Dai Shi Ye (ci-dessous) est une forme particulière de Guanyin, cet être éveillé resté dans le monde de la compassion (bodhisattva). Les cornes, les crocs et les flammes qui sortent de sa bouche sont là pour effrayer les fantômes affamés et les maitriser. Le personnage revêt aussi une armure de général, des drapeaux de commandement militaire dans le dos, et se tient avec autorité sur un piédestal. Trop puissante pour être conservée, la sculpture de papier est brûlée à la fin de la fête et accompagne par la même occasion les âmes errantes vers les enfers et les paradis.

Une vidéo de moins de quatre minutes illustre la fabrication des objets funéraires dans l'atelier Hsin Hsin. Tout commença il y a un siècle avec le grand père de l'actuel propriétaire qui se lança dans la confection d'offrandes en papier. L'entreprise a ainsi accumulé au fil des ans un patrimoine culturel précieux, même si la tradition a tendance à se perdre de nos jours. Les clients qui viennent à la boutique font montre d'un fort attachement pour leurs défunts et l'atelier Hsin Hsin joue alors un peu le rôle de dispensaire psychologique auprès d'eux. Le responsable de l'atelier nous confie ensuite que l'action de brûler des objets matériels permet la transmutation vers l'autre monde immatériel. Une maison brûlée est interprétée comme un geste de piété filiale et une marque de gratitude envers ceux qui ont nourri et élevé les enfants. Des jeunes générations offrent ainsi une maison à leurs ancêtres pour leur procurer une vie confortable et sans souci dans l'au-delà. Une maison de rêve (deuxième photo ci-dessous) qui doit être l'offrande spectaculaire par définition parmi toutes les monnaies et les objets funéraires à brûler qui entretiennent la relation d'interdépendance unissant les morts et les vivants. Cette tradition funéraire qui nous vient de Chine donne lieu à Taïwan à un artisanat original, caractérisé par le soin méticuleux apporté par les ateliers lors de la confection de la maison. Celle-ci peut être de style moderne, ou plus classique, en forme de temple avec ses colonnes puis agrémenté d'un décor de fleurs et de dragons. L'intérieur une effigie en papier du défunt porte un titre de propriété immobilier, l'inventaire des biens et la somme d'argent envoyée par sa famille afin que les offrandes ne soient pas dérobées par les fantômes affamés. La maison se consumera avec autant de pièces meublées et d'équipement que possible, ces offrandes contribuant à créer un intérieur confortable et fonctionnel, avec salon home cinéma, produits de toilette, réfrigérateur, bouilloire et thermos pour le thé. On trouve aussi des jeux de société et du matériel pour karaoké. La qualité de ces répliques est variable, de facture modeste ou industrielle. Les plus aisés commanderont quant à eux des ensembles luxueux adaptés à la personnalité du défunt auprès d'ateliers spécialisés. Survolant la maison, l'hélicoptère remplace désormais le palanquin d'hier (chaise à porteur) pour transporter l'âme au paradis.

### JEU DE DONNÉES
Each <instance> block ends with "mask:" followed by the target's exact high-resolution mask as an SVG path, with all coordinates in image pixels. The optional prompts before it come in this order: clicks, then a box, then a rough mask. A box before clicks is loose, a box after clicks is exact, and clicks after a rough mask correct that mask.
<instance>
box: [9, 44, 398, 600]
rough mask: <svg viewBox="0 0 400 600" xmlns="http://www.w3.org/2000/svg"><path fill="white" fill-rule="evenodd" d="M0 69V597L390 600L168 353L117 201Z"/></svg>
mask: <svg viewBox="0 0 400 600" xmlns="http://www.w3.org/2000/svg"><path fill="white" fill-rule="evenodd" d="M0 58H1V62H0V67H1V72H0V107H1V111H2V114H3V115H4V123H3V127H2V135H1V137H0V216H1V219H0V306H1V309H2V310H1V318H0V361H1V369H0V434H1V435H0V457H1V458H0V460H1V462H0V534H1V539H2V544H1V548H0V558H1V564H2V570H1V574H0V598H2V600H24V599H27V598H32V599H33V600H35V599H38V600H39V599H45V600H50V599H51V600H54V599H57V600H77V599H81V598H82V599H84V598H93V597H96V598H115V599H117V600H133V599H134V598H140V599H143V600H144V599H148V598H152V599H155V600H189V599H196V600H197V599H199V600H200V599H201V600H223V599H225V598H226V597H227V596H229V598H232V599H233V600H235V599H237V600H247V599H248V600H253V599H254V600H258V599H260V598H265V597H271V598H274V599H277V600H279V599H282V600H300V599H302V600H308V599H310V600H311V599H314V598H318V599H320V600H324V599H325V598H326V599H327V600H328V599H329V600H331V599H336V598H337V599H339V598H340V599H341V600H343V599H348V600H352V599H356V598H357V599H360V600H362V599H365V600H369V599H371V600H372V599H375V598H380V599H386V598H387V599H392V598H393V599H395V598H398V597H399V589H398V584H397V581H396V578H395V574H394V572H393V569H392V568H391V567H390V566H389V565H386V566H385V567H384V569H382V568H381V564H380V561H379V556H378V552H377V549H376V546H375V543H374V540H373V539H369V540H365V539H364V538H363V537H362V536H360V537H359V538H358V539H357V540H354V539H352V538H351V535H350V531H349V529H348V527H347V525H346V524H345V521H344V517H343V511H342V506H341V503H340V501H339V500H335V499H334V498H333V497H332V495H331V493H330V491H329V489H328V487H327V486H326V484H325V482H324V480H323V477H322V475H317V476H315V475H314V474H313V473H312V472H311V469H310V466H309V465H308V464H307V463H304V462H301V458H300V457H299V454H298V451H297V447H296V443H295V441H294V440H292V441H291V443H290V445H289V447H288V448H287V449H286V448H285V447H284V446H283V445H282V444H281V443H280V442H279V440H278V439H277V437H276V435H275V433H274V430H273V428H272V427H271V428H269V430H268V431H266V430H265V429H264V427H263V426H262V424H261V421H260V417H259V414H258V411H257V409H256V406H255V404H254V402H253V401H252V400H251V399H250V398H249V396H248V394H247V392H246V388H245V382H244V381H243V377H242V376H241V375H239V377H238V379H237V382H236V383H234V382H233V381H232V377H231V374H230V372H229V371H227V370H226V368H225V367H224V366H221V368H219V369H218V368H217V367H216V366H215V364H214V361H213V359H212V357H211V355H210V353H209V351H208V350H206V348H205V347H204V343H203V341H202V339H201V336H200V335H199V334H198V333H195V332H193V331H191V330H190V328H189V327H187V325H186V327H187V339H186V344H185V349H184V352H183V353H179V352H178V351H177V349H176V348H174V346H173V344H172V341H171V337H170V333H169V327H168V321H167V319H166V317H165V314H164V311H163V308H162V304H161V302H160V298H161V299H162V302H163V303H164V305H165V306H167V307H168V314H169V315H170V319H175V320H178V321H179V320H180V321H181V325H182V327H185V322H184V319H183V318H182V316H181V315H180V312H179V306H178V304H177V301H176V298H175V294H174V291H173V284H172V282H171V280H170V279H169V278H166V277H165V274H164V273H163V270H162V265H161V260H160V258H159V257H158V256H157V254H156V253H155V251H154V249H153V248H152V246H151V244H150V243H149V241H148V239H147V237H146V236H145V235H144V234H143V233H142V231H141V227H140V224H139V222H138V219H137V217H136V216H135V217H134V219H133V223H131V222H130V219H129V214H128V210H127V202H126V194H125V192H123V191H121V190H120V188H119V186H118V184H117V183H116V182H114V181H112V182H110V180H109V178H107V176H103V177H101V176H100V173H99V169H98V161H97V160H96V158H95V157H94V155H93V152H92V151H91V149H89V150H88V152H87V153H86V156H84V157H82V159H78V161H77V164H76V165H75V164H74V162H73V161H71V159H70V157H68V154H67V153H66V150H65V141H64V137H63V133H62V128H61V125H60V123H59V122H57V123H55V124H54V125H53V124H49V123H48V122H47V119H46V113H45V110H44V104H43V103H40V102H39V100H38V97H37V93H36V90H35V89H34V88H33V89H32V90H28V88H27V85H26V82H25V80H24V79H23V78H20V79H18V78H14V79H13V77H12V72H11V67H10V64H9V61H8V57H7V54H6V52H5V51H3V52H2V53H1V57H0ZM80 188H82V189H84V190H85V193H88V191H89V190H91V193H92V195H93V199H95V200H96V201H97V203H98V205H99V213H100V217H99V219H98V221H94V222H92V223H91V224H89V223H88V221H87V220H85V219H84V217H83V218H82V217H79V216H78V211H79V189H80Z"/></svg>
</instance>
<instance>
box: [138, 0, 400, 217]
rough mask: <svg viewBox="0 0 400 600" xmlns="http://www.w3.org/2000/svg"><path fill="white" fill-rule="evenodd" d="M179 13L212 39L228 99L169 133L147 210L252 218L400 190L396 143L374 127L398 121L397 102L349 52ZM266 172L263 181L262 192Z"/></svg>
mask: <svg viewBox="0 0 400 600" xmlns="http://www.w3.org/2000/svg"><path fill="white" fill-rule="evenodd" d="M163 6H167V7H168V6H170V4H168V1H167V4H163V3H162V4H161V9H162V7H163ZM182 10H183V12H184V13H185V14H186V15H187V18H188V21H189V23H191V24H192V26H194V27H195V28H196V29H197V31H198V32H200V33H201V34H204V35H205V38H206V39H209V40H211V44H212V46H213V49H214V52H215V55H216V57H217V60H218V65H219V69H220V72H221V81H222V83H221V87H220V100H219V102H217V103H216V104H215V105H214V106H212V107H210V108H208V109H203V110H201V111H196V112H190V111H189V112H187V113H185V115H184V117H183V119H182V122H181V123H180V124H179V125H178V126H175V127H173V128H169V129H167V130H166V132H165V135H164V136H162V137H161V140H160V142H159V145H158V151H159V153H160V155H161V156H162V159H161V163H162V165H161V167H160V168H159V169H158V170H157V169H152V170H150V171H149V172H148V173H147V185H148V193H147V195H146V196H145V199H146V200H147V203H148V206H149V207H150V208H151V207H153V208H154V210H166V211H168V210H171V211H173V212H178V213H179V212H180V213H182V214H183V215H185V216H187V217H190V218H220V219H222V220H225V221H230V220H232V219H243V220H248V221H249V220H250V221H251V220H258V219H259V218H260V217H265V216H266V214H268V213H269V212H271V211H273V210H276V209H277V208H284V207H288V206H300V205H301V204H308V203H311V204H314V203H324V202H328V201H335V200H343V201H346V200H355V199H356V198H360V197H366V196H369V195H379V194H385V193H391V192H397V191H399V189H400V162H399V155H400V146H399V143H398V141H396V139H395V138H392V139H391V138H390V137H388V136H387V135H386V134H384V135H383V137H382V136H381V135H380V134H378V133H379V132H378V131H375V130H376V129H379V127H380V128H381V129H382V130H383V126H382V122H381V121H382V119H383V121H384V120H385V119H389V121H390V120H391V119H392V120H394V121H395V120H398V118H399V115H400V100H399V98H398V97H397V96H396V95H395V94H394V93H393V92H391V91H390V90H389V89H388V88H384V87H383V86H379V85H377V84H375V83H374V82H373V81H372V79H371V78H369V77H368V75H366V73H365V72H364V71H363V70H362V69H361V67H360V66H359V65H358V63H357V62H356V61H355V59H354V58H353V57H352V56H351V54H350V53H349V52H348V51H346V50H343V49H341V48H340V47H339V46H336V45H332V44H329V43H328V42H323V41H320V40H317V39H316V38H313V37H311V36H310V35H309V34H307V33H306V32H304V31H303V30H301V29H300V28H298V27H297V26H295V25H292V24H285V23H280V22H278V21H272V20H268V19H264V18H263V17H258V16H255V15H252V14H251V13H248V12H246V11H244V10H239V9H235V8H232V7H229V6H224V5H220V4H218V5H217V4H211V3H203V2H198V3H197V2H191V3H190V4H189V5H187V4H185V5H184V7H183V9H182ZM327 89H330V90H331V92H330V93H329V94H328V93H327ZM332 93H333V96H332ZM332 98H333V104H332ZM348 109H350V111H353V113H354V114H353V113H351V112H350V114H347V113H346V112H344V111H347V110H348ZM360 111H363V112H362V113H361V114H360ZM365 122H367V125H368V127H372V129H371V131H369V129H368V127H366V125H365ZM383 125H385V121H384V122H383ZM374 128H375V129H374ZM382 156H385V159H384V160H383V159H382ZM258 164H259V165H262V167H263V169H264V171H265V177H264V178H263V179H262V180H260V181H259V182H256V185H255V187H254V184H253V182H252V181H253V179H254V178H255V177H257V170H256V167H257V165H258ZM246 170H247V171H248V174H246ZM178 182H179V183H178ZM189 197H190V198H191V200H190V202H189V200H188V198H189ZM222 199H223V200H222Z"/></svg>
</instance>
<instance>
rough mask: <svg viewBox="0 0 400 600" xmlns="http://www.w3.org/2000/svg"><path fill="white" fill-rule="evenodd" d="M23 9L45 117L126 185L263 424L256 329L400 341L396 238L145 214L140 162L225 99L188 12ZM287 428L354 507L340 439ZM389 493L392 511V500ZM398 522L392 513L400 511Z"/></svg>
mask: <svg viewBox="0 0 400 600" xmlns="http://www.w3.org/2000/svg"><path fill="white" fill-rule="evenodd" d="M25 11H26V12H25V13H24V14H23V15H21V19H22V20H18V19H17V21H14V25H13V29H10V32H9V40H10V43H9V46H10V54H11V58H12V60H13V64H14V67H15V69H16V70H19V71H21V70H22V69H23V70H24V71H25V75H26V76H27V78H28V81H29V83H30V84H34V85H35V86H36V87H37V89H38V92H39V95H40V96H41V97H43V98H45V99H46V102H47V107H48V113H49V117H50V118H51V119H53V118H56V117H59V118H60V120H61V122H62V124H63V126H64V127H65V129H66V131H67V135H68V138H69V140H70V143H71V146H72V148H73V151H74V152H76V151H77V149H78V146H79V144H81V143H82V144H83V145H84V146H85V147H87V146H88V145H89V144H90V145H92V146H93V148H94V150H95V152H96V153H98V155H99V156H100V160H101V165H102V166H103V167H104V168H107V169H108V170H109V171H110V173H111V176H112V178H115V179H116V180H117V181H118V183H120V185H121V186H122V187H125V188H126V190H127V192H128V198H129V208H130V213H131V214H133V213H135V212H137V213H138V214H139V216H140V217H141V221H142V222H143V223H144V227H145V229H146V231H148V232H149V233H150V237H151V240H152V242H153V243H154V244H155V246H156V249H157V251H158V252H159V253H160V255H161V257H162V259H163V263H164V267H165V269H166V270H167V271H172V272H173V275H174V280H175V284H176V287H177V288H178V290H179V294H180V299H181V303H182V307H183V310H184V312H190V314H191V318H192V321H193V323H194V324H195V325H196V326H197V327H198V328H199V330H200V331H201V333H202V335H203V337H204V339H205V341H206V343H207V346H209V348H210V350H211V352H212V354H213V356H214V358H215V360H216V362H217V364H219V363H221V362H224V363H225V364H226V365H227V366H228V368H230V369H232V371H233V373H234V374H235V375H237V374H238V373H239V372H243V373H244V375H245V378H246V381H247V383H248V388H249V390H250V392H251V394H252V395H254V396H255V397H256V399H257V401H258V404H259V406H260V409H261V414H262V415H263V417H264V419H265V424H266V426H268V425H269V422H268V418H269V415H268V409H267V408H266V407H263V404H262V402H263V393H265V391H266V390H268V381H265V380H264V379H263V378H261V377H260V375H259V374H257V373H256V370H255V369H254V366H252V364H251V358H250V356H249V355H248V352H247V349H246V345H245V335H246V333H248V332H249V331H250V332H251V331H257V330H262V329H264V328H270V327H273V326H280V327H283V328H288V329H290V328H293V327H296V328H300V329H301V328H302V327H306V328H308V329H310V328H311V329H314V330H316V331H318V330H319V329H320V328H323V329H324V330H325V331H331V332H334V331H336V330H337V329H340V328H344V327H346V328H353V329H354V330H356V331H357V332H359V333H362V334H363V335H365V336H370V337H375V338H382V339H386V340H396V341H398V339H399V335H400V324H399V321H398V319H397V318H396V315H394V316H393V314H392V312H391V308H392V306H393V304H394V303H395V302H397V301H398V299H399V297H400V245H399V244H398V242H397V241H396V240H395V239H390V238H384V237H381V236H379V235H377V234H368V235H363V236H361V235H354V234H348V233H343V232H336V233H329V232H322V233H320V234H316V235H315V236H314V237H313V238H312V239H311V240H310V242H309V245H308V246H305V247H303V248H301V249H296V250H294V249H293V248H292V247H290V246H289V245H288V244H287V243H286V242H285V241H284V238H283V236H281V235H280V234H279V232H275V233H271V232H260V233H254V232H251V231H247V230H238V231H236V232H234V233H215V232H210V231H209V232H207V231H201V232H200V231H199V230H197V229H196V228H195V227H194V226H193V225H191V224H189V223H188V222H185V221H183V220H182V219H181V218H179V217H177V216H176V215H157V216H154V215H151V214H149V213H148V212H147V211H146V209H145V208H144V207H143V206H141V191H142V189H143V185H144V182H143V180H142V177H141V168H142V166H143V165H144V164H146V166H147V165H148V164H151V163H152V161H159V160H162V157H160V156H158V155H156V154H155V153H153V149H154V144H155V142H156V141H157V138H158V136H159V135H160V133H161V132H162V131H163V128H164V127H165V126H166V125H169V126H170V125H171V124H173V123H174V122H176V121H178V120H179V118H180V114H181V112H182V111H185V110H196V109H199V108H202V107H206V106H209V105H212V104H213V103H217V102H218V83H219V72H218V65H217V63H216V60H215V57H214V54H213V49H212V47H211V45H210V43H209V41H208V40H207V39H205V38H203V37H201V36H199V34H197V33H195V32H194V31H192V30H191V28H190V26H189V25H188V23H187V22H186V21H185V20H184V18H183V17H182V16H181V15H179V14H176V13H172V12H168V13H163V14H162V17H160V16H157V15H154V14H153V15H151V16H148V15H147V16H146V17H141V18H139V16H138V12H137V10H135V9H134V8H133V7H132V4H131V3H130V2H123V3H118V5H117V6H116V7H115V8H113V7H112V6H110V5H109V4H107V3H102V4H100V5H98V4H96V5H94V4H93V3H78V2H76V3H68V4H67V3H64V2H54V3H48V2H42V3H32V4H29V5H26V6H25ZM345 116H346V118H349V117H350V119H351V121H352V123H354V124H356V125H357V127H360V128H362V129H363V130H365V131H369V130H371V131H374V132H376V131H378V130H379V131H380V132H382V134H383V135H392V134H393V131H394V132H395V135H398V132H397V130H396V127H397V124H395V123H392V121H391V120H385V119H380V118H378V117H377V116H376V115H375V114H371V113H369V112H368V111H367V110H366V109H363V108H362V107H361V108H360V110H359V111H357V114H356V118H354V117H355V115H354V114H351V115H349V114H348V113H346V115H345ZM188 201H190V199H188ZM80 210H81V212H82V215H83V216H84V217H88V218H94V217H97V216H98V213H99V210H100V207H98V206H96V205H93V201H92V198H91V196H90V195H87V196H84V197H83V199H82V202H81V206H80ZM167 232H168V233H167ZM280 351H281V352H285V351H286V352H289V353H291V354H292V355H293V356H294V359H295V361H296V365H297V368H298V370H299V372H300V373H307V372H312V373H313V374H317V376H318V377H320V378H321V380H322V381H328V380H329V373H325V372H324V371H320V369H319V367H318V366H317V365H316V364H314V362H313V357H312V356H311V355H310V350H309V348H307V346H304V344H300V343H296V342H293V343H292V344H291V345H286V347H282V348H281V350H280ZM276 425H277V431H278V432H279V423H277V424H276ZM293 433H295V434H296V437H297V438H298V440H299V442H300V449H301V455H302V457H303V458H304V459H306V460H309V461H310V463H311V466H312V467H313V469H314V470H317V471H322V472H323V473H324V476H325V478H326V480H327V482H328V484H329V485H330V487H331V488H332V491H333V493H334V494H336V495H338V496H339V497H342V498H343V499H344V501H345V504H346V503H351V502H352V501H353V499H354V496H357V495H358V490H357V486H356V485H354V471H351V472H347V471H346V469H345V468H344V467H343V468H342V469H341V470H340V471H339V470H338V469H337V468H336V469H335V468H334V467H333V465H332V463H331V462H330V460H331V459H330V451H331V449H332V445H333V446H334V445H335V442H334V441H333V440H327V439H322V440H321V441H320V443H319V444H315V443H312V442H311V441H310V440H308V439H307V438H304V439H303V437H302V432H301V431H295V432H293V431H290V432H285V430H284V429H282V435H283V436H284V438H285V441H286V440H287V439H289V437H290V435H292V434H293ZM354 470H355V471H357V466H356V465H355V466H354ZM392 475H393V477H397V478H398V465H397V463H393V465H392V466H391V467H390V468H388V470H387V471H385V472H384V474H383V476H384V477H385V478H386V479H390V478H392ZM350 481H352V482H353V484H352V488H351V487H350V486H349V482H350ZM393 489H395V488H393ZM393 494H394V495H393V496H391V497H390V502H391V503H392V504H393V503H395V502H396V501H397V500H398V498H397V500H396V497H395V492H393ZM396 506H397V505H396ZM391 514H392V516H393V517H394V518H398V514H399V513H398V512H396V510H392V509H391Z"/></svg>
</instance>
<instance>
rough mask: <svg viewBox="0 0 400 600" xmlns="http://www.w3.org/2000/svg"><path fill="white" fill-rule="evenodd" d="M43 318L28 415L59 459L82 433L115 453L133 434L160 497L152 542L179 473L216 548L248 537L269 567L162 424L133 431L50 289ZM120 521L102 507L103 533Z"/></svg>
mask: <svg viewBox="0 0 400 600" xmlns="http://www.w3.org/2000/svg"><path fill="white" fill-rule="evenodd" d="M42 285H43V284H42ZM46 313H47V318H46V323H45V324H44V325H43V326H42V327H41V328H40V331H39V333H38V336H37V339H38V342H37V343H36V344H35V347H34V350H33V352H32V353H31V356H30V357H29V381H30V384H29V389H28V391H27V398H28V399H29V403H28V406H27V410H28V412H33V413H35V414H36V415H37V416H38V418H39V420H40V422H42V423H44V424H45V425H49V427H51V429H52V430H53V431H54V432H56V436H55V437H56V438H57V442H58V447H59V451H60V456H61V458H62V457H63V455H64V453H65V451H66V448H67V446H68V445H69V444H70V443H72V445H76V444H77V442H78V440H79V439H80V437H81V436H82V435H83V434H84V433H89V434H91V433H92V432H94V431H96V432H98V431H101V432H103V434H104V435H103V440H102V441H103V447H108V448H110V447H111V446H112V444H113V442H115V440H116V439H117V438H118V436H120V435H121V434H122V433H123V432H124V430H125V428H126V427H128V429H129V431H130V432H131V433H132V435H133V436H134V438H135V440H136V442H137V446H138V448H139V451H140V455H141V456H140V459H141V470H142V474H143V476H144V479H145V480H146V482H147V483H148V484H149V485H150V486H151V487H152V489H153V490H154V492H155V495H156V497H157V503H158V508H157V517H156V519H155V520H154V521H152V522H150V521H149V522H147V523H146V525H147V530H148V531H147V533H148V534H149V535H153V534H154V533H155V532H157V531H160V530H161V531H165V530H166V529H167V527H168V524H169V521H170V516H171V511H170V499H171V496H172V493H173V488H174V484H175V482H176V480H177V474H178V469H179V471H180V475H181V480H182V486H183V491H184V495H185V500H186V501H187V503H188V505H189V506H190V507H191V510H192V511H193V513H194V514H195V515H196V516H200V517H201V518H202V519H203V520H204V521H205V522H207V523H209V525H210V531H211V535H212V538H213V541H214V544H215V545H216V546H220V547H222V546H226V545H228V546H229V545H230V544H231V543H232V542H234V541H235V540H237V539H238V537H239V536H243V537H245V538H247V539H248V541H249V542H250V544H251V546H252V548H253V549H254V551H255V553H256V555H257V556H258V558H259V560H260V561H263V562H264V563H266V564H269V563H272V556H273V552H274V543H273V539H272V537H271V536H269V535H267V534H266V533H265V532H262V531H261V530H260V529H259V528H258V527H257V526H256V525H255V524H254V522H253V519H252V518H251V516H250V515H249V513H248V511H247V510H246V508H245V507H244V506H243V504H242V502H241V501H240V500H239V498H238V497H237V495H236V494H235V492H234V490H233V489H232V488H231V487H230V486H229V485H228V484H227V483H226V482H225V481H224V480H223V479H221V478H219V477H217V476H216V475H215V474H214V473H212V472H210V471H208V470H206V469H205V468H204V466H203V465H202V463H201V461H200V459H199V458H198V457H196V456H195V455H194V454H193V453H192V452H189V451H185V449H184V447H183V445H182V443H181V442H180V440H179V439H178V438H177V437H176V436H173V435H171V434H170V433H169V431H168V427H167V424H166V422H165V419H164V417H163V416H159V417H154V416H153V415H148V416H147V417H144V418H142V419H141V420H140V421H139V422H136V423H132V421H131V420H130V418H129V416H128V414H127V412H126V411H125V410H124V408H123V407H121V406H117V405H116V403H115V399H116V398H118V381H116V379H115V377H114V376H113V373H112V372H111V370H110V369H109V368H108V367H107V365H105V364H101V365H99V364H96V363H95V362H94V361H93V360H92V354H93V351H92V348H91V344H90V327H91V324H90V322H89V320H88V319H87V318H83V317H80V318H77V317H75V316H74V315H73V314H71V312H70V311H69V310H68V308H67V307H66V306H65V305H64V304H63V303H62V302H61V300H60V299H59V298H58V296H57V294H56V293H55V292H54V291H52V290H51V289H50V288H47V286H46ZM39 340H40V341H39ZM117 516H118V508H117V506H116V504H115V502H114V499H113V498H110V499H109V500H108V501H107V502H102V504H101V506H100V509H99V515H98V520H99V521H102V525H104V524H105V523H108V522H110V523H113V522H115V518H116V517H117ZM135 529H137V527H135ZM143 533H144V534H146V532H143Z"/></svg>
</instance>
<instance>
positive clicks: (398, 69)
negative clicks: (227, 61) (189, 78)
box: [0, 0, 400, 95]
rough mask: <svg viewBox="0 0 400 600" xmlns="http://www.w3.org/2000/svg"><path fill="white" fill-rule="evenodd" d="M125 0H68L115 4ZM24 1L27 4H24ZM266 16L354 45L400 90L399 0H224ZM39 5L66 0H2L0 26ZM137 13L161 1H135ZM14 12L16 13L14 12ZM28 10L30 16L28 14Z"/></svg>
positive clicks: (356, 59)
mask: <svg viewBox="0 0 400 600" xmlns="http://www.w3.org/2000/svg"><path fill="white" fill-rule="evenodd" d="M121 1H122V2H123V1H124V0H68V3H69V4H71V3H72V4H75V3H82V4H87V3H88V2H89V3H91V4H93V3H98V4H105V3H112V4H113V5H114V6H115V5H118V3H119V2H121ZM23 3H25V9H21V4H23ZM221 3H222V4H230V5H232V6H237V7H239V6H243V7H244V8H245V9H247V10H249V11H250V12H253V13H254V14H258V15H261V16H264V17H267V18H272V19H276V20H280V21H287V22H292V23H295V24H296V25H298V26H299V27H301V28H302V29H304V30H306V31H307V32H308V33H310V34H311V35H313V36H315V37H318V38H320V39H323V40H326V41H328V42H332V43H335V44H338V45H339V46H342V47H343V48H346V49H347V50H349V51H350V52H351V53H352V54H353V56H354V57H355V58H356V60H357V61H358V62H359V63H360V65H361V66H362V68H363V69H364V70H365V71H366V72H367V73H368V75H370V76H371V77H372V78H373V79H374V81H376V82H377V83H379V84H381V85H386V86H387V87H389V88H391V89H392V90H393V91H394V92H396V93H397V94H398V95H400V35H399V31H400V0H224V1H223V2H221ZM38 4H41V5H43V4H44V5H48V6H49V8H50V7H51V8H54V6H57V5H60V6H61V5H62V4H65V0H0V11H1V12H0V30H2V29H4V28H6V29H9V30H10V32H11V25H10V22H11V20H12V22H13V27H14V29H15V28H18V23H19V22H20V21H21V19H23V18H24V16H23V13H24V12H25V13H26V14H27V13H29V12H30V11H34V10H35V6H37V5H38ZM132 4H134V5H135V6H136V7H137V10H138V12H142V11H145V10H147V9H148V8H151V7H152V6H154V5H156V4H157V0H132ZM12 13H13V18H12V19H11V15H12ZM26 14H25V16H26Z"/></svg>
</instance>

### TRAVAIL À FAIRE
**1.** Énumérez, s'il vous plaît, ce qui, d'après l'extrait retenu, sert chez Dai Shi Ye à effrayer les fantômes affamés.
**2.** Recopiez l'extrait retenu de « Dai Shi Ye (ci-dessous) » jusqu'à « et les paradis. » inclus, en remplaçant « armure » par « cuirasse ».

### LISTE DES RÉPONSES
**1.** Les cornes, les crocs et les flammes qui sortent de sa bouche.

**2.**
Dai Shi Ye (ci-dessous) est une forme particulière de Guanyin, cet être éveillé resté dans le monde de la compassion (bodhisattva). Les cornes, les crocs et les flammes qui sortent de sa bouche sont là pour effrayer les fantômes affamés et les maitriser. Le personnage revêt aussi une cuirasse de général, des drapeaux de commandement militaire dans le dos, et se tient avec autorité sur un piédestal. Trop puissante pour être conservée, la sculpture de papier est brûlée à la fin de la fête et accompagne par la même occasion les âmes errantes vers les enfers et les paradis.